## [SUPPLIED TEXT]
_ _ _ _ _
During recent fieldwork, Dr. Philip Chu, scientist at NOAA’s Great Lakes Environmental Research Laboratory (GLERL) and Professor Chin Wu, from the University of Wisconsin Madison, retrieved six water level sensors and one Acoustic Doppler Current Profiler (ADCP) from the Manistique River—a 71.2 mile long river in the Upper Peninsula of Michigan that drains into Lake Michigan.

An ADCP measures water currents with sound by using the Doppler effect— sound wave has a higher frequency, or pitch, when it moves toward you than it does when it moves away. Think of the Doppler effect in action the next time you hear a speeding train pass you by. As the train moves toward you, the pitch of its whistle will be higher. As it moves away, it will be lower. The same effect happens as sound moves through water. The ADCP emits pulses of sounds that bounce off of particles moving through the water. Particles that are moving toward the sensor will produce a higher frequency than those moving away from the sensor. This effect allows the profiler to record data about sediment transport in the river.

After quality control and assurance procedures back in the lab, currents and water level data collected during this deployment, scientists will use the information to research the impacts of meteotsunamis, seiches, and flooding events on sediment transport through the river. The outcomes of this research will then will be used by organizations, such as the U.S. Army Corps of Engineers, for dredging operations on the river with the ultimate goal of improving water quality. (See the Great Lakes Water Quality Agreement for more on why the Manistique River is considered an “Area of Concern.”)

In addition, researchers will use this valuable field data while validating the NOAA next generation Lake Michigan-Huron Operational Forecasting System, one of the forecast systems within the Great Lakes Operational Forecasting System, or GLOFS. GLOFS is a prediction system that provides timely information to lake carriers, mariners, port and beach managers, emergency response teams, and recreational boaters, surfers, and anglers through both nowcast and forecast guidance.
_ _ _ _ _
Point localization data
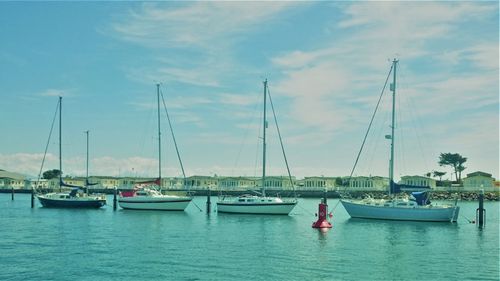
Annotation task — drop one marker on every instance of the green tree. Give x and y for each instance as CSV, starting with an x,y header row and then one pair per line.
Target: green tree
x,y
438,174
454,160
50,174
_ _ _ _ _
## [TASKS]
1. Decide whether each statement agrees with the text on the Manistique River fieldwork, answering yes or no and quoting the words that settle it.
(a) The Manistique River drains into Lake Huron.
(b) Particles moving toward the ADCP sensor produce a higher frequency than particles moving away from it.
(c) The researchers retrieved two Acoustic Doppler Current Profilers from the river.
2. Using the text on the Manistique River fieldwork, answer these questions.
(a) How long is the Manistique River?
(b) What does the ADCP emit?
(c) What does the abbreviation GLOFS stand for?

## [SOLUTION SET]
1.
(a) No: "drains into Lake Michigan"
(b) Yes: "Particles that are moving toward the sensor will produce a higher frequency than those moving away from the sensor."
(c) No: "six water level sensors and one Acoustic Doppler Current Profiler (ADCP)"

2.
(a) 71.2 miles
(b) Pulses of sound
(c) Great Lakes Operational Forecasting System